[Görevler]
#1 Belçika'daki seks işçileri yasasıyla ilgili haberde adı geçen hakları ve izinleri, haberdeki adlarıyla eksiksiz sıralayınız.
#2 Belçika'daki seks işçileri yasasıyla ilgili habere göre Sophie'nin doktorları, beşinci çocuğunun doğumundan sonra ona ne tavsiye etmiştir?
#3 Belçika'daki seks işçileri yasasıyla ilgili haberi, son cümlesinden sonrasını yazarak sürdürünüz.

[Verilen Metin]
§ §

Belçika’da devrim: Seks işçisi kadınlara annelik izni ve emeklilik hakkı

Beş çocuğuna annelik yaparken işinin “gerçekten zorlaştığını” söylüyor.

BBC Türkçe’deki habere göre, Soyadının gizli kalmasını isteyen Sophie, beşinci çocuğunu sezaryenle doğurdu ve sonrasında doktorları, altı hafta yatak istirahati tavsiye etti.

Ancak böylesi uzun bir aranın kendisi için bir seçenek olmadığını ve “ödemeler için” hemen işe geri döndüğünü söylüyor.

 

Oysa işveren tarafından karşılanan doğum izni hakkı olsaydı hayatı çok daha kolay olurdu.

Belçika’daki, dünyada türünün ilk örneği olan yeni yasa ile Sophie gibi kadınların hayatı değişecek.

§ §

[Sağlanan Veriler]
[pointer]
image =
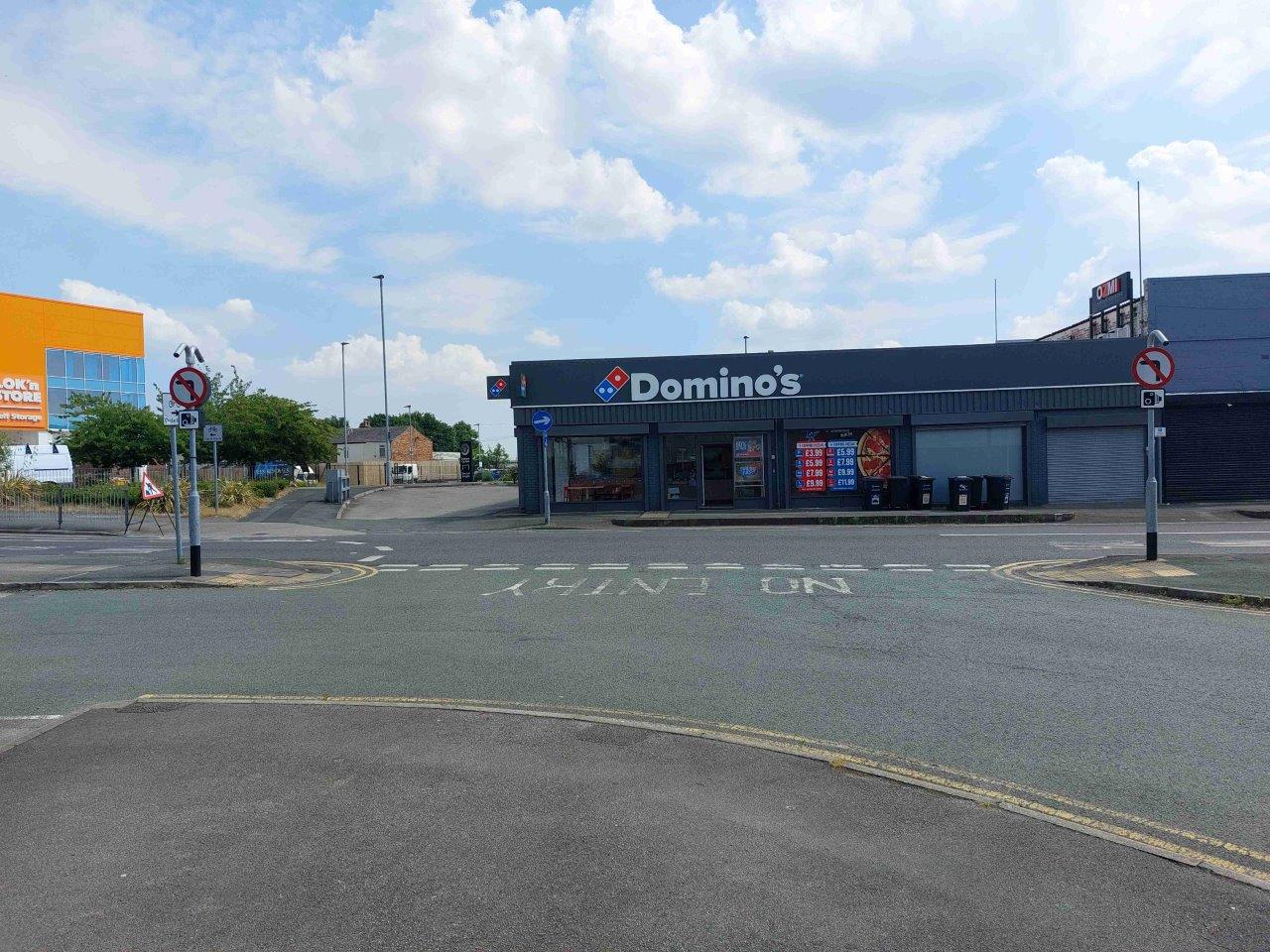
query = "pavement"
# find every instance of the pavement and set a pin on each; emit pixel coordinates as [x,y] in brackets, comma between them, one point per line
[111,572]
[1229,580]
[166,824]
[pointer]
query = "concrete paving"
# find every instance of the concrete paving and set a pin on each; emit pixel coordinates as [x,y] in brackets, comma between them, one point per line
[246,826]
[1232,579]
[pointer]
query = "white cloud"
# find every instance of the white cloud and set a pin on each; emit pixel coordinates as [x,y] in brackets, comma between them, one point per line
[784,325]
[1069,303]
[898,195]
[163,330]
[541,336]
[203,206]
[789,264]
[458,366]
[466,302]
[685,91]
[1199,209]
[431,96]
[851,31]
[926,258]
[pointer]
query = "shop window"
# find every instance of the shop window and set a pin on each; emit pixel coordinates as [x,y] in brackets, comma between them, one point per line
[598,470]
[748,468]
[826,462]
[681,470]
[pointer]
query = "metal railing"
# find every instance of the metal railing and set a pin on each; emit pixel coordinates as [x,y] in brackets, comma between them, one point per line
[89,502]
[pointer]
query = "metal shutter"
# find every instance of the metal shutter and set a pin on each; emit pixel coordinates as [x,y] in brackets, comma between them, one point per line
[1096,465]
[1216,452]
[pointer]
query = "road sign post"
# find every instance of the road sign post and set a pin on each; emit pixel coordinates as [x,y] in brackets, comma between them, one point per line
[543,421]
[1152,368]
[190,389]
[213,433]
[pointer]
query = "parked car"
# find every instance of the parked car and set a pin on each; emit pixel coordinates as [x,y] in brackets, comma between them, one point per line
[46,462]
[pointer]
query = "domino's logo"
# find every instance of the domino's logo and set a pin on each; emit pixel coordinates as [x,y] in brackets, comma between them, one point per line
[608,388]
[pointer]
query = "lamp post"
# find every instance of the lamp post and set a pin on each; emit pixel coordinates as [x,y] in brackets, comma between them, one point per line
[388,421]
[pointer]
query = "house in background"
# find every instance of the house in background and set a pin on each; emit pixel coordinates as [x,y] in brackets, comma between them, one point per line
[366,445]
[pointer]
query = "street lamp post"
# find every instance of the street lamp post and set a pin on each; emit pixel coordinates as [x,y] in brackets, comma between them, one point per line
[343,388]
[388,420]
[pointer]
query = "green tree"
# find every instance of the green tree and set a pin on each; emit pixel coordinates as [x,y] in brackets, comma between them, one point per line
[109,433]
[261,426]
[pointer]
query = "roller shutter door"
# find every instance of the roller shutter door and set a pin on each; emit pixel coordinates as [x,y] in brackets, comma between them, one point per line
[1216,452]
[970,451]
[1096,465]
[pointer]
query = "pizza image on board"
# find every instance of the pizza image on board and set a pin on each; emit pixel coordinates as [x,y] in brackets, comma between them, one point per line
[873,453]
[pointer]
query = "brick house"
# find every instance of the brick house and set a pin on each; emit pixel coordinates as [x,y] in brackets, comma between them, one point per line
[366,444]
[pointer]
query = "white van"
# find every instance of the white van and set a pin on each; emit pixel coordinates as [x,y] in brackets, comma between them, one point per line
[45,462]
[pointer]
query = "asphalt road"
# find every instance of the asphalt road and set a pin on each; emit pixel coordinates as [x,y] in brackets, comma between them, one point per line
[893,639]
[248,826]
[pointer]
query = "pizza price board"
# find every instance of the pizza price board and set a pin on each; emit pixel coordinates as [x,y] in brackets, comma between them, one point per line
[839,460]
[190,388]
[810,465]
[1153,367]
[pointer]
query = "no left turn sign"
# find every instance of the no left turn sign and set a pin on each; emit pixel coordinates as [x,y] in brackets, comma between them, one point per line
[189,388]
[1153,367]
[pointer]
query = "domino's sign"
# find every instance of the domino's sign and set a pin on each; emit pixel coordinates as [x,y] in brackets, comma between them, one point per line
[717,386]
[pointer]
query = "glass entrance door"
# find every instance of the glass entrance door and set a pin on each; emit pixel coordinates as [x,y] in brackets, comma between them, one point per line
[716,474]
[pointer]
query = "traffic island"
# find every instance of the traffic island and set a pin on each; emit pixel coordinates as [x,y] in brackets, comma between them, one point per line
[786,517]
[171,823]
[1238,581]
[243,572]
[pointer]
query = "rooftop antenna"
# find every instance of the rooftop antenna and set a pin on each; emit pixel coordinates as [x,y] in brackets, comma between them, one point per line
[996,326]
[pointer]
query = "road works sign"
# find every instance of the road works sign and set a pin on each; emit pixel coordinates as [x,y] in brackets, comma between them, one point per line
[189,388]
[1153,367]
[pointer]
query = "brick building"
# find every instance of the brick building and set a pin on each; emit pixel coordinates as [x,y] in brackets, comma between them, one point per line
[366,445]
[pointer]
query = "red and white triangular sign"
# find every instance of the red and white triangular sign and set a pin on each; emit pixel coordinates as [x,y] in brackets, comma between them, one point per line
[149,490]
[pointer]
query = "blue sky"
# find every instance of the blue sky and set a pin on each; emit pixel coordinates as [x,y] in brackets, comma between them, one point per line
[615,177]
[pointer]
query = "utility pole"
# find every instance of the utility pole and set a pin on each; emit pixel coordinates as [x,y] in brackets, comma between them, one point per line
[343,388]
[388,420]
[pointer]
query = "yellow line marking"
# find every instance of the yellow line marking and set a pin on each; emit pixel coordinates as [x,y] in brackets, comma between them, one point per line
[359,571]
[842,756]
[1011,571]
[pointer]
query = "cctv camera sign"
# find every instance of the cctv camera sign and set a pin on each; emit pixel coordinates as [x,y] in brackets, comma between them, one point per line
[22,403]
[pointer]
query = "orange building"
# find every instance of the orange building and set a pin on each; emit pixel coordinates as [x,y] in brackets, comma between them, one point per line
[50,349]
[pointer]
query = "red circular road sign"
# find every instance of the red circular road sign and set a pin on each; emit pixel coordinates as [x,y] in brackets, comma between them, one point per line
[1153,367]
[189,388]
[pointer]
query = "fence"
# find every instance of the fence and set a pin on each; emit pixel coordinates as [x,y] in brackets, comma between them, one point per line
[91,502]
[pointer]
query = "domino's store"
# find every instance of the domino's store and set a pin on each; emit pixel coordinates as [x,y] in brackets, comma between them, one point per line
[808,429]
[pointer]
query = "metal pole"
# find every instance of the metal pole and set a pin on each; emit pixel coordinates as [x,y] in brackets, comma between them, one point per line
[195,530]
[343,388]
[547,484]
[388,424]
[1152,516]
[176,494]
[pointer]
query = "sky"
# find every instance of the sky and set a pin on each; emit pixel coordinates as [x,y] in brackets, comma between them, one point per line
[615,178]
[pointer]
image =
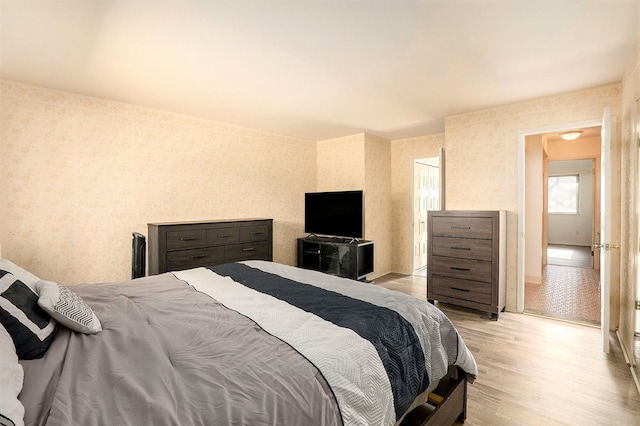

§ §

[Görevlere Göre Yanıtlar]
#1
Annelik izni
Emeklilik hakkı
İşveren tarafından karşılanan doğum izni hakkı

#2 Altı hafta yatak istirahati tavsiye etmişlerdir.

#3
Ülke, seks işçilerine; kontratlı çalışma, sağlık sigortası, emeklilik, doğum izni ve hastalık izni alma hakkı tanımaya hazırlanıyor.

Esasen, seks işçiliği de ekonominin içindeki diğer işler gibi statü kazanıyor.

Sophie bu gelişmeyi, “Bu bizim insan olarak var olmamız için bir fırsat” diye değerlendiriyor.

Uluslararası Seks İşçileri Birliği’ne göre dünya çapında yaklaşık 52 milyon seks işçisi bulunuyor.

Meslek, Türkiye ve Peru gibi birçok ülkede olduğu gibi 2022’de, Belçika’da da suç olmaktan çıkarıldı.

Ancak seks işçiliğini iki yıl önce yasallaştıran Belçika, haklar anlamında bir ilke imza atıyor.

İnsan Hakları İzleme Örgütü’nde (HRW) araştırmacı olan Erin Kilbride, “Bu radikal bir adım ve şu ana kadar dünyanın herhangi bir yerinde gördüğümüz en pozitif ilerleme. Her ülkenin bu yönde hareket gitmesi gerekiyor” diyor.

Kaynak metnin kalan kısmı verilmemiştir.